**BRANO DI RIFERIMENTO**.
Esistono almeno due modi di concepire il rapporto tra il cittadino e lo Stato. La storia europea, e quella del nostro Paese in particolare, è caratterizzata dal modello del “sovrano e del suddito”: il “potere”, rappresentato per secoli da imperatori, principi e re di ogni bandiera, si è evoluto nella democrazia, ma a ben vedere la concezione del rapporto tra il Palazzo e il popolo non è molto cambiata. In questo modello, lo Stato interviene a regolare e limitare in mille modi la vita e la libertà dei cittadini. Due esempi di attualità: in campo economico, tutto è vietato salvo quello che viene esplicitamente autorizzato; in campo politico e istituzionale, i parlamentari (e perfino i governi) non sono in realtà scelti dai cittadini, ma cooptati da chi già si trova al potere. Specularmente, il cittadino “sente” lo Stato come qualcosa di distante, di “altro da sé”. In molti casi, perfino come un’entià apertamente ostile. In questa logica tipicamente oppositiva, molti si sentono anche legittimati a non rispettare le leggi, a partire dagli obblighi fiscali, visti come “gabelle del principe” a cui non corrisponde un’adeguata contropartita (senza pensare al danno arrecato agli altri cittadini).

**PROBLEMA ASSEGNATO 1**.
Riporta ogni riga dei record seguenti in cui compare la stringa "jacket". Maiuscole e minuscole contano.

**Record archiviati di una raccolta**.

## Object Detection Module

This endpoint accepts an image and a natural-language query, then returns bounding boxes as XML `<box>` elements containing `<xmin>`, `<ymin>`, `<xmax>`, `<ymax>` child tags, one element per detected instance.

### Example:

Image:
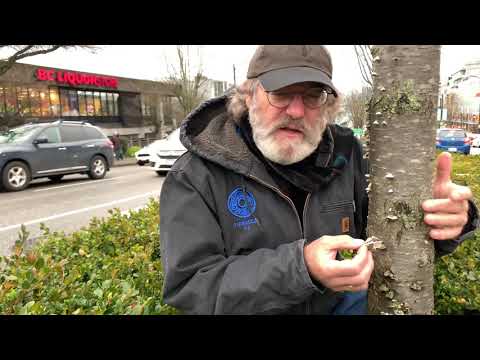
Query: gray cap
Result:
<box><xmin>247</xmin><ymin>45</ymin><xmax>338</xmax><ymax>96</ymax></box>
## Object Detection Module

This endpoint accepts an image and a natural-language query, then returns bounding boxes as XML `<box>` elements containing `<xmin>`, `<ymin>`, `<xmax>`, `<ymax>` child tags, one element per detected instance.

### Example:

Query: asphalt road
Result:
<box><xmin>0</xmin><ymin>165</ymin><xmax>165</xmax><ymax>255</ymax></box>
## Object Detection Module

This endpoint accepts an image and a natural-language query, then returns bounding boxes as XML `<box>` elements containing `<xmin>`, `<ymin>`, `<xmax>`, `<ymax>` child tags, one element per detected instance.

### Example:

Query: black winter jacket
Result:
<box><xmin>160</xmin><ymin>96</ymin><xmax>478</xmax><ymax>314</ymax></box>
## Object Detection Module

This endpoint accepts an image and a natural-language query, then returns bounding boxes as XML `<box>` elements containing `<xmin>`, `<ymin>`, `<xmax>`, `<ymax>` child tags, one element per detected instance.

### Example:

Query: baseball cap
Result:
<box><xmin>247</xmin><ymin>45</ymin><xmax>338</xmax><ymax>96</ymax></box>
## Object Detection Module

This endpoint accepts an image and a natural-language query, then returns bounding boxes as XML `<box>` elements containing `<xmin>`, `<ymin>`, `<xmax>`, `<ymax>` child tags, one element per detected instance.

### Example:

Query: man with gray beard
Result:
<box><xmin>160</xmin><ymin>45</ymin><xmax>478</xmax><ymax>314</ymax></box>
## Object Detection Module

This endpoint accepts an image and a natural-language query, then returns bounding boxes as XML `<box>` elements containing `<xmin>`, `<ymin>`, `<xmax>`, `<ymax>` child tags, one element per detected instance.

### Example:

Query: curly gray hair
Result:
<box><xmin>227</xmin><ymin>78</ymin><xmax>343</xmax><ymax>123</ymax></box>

...

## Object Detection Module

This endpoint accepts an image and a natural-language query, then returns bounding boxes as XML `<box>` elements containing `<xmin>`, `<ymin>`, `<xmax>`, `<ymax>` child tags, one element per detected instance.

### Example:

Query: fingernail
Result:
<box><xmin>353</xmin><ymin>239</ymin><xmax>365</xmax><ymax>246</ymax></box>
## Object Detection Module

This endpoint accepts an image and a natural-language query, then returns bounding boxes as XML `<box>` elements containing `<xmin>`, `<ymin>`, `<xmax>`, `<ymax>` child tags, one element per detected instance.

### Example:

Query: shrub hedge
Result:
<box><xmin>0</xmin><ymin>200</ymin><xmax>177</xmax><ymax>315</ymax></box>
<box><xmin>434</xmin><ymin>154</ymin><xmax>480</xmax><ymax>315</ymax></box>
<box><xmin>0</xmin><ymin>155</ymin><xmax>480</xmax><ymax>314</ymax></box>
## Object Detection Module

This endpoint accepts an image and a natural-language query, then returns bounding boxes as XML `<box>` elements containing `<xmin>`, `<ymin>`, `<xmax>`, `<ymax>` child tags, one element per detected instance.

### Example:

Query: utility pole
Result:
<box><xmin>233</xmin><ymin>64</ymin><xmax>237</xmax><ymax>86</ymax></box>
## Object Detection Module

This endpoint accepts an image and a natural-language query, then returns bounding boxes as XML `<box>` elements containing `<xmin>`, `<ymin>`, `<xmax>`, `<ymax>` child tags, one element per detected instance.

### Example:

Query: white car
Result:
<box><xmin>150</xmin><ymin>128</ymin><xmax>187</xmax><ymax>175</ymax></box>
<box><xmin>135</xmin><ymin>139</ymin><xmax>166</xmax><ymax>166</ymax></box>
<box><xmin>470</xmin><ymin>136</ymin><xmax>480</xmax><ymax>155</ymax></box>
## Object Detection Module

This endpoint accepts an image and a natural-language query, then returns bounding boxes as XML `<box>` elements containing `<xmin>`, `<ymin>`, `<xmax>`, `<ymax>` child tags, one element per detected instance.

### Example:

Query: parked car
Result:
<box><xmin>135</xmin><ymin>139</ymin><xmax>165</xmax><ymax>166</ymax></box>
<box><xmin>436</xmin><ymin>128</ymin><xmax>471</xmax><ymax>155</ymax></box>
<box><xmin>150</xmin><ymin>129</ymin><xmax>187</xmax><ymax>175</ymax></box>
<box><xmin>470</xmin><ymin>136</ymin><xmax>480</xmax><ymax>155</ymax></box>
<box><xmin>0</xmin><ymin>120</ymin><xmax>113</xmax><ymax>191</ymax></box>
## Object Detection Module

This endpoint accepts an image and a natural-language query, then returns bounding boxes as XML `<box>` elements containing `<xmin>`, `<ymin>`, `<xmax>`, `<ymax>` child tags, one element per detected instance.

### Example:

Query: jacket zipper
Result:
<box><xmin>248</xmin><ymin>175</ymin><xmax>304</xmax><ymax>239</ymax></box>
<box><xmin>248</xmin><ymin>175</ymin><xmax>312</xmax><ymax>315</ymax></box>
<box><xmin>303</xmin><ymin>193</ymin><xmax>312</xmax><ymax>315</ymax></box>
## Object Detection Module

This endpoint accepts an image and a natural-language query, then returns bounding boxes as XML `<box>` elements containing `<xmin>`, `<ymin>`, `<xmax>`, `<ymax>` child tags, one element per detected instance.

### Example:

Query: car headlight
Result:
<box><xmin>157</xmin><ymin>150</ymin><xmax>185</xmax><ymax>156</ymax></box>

**PROBLEMA ASSEGNATO 2**.
Rispondi per favore a queste domande sul brano di riferimento qui sopra, dedicato al rapporto tra cittadino e Stato:
(a) Da quale modello è caratterizzata la storia europea?
(b) In campo economico, che cosa è vietato?
(c) Come vengono visti gli obblighi fiscali?

**RISPOSTA AL COMPITO 1**.
Query: black winter jacket
Query: jacket zipper

**RISPOSTA AL COMPITO 2**.
(a) Dal modello del "sovrano e del suddito".
(b) Tutto, salvo quello che viene esplicitamente autorizzato.
(c) Come "gabelle del principe" a cui non corrisponde un'adeguata contropartita.